Segment Open

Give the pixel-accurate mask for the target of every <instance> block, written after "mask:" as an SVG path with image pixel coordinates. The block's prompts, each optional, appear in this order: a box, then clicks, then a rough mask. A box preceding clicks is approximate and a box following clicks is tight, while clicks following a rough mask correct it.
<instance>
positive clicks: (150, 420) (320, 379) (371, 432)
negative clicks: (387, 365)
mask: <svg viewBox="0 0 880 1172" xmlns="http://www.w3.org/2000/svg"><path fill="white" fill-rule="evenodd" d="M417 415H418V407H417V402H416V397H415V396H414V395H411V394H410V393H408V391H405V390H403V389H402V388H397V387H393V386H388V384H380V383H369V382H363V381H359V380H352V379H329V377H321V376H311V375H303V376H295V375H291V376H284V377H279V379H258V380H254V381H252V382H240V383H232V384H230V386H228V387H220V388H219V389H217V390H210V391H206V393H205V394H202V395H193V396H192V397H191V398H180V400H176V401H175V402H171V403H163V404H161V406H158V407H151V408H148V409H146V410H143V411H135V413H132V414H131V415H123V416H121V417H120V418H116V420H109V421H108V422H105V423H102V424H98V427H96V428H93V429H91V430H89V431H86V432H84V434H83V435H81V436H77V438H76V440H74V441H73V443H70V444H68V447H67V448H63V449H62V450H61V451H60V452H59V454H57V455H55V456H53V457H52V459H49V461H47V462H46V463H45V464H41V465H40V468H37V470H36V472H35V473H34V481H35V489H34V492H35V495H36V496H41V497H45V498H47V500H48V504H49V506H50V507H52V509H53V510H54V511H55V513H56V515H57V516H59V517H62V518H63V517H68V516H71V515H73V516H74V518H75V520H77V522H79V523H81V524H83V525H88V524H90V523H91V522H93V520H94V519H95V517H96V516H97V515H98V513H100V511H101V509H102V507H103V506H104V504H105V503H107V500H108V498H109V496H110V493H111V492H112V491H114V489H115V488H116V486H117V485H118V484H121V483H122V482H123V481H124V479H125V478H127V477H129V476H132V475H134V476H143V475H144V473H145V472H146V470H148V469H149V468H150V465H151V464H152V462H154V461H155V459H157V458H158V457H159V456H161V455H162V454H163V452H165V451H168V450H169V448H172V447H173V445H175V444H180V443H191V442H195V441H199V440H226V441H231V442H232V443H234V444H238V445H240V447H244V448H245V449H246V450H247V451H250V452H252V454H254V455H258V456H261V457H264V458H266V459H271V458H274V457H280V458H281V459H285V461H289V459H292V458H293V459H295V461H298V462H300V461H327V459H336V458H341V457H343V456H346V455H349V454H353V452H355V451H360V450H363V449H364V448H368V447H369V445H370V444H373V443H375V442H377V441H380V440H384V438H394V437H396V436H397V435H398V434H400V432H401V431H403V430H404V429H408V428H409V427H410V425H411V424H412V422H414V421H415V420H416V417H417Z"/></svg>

Segment Closed
Segment Open

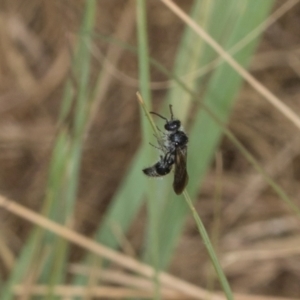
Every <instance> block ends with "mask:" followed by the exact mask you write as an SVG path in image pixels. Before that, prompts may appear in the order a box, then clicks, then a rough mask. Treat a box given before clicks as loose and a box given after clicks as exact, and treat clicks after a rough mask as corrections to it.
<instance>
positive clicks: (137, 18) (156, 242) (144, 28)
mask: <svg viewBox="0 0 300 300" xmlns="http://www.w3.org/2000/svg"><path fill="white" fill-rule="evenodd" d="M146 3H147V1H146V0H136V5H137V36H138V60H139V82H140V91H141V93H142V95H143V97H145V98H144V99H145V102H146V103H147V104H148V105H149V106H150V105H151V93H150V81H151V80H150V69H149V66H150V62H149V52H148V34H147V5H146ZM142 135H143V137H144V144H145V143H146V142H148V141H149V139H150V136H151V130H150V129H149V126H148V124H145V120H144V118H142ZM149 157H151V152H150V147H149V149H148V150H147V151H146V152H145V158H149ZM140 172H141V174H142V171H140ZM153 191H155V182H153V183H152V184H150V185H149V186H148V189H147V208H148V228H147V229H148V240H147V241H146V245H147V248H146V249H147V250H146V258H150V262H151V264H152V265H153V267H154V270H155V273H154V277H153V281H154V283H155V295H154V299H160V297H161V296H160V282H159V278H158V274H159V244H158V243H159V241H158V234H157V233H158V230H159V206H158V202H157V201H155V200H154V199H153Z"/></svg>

Segment Closed
Segment Open

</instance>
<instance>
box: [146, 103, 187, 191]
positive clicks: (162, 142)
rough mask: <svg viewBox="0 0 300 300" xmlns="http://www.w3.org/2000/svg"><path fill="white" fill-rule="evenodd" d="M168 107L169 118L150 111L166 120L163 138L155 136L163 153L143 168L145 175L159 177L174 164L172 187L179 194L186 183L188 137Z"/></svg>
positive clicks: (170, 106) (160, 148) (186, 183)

Segment Closed

- _WORK TO BE COMPLETED_: Take from the material above every line that includes the word "with".

- _SOLUTION TO THE PROBLEM_:
Give the pixel-accurate mask for the target of every <instance> block, written after "mask:" as an SVG path with image pixel coordinates. The block's prompts, each optional, appear in this order: a box, then clicks, then a rough mask. A box preceding clicks is approximate and a box following clicks is tight, while clicks following a rough mask correct it.
Every <instance> block ends with "mask:" followed by the exact mask you write as an SVG path in image pixels. Before that, prompts may appear in the order a box, then clicks, then a rough mask. Treat a box given before clicks as loose and a box given after clicks as exact, and treat clicks after a rough mask as corrections to it.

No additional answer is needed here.